Exercise objective » Your answer should consist only of the line with "Keypoint guideline: for each instance of the window" and the lines after it, reproduced exactly through the end of the entries below.

(Data extracted from a collection)
»»

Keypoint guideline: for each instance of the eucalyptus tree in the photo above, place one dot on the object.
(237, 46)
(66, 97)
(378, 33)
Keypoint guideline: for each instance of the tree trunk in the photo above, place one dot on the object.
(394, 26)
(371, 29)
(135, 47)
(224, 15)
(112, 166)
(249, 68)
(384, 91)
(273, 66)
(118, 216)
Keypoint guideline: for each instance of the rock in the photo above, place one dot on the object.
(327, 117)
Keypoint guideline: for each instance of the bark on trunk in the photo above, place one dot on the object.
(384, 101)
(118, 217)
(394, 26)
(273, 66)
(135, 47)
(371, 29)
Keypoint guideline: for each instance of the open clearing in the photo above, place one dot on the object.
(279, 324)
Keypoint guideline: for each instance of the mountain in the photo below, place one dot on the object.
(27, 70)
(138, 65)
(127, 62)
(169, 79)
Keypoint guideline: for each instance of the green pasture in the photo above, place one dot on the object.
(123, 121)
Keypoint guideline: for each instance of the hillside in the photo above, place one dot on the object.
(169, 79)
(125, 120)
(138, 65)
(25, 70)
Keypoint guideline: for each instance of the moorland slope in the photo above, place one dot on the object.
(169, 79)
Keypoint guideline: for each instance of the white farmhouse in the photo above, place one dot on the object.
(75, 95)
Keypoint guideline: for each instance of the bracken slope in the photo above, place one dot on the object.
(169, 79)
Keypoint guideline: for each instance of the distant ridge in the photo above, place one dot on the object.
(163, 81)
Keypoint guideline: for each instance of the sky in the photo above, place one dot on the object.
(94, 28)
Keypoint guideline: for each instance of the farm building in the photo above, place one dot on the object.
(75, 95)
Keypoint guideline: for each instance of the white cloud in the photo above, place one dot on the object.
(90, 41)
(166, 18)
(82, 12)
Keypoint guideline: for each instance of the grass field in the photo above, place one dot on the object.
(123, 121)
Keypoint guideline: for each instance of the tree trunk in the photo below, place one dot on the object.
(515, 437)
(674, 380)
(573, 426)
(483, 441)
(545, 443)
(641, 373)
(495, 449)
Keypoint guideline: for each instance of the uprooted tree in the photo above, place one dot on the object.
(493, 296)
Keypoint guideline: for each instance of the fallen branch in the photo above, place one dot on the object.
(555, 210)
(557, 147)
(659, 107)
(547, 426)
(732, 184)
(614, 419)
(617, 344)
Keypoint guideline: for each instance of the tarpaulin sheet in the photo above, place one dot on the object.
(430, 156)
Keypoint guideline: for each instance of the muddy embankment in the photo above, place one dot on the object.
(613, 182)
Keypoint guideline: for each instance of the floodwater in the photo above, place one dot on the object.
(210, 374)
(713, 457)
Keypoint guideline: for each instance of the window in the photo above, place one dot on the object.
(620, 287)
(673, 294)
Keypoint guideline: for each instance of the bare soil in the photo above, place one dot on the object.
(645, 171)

««

Answer box »
Keypoint guideline: for each instance of the window in the photo above, place one dot on the object.
(620, 287)
(673, 294)
Keypoint guideline: for each instance of the bare soil in the photo above, place one dot on the object.
(645, 171)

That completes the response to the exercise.